RECORD EXCERPTS:
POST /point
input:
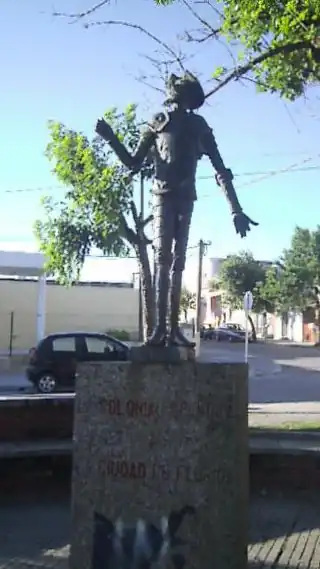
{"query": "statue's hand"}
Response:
(224, 177)
(104, 130)
(242, 223)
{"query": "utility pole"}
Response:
(141, 319)
(202, 248)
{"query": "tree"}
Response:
(294, 283)
(187, 302)
(239, 274)
(274, 44)
(97, 206)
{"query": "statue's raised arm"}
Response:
(132, 161)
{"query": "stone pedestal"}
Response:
(160, 475)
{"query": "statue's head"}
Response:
(185, 91)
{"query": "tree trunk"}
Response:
(147, 286)
(254, 334)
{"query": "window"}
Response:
(97, 345)
(64, 344)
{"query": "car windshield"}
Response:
(233, 326)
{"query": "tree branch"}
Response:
(122, 23)
(81, 15)
(243, 69)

INSTRUCTIONS TO FOLLOW: Copy each line from the entries above that has the word "statue" in it.

SOLUTION FOR THIS TASK:
{"query": "statue's hand"}
{"query": "statue's raised arm"}
{"query": "statue's head"}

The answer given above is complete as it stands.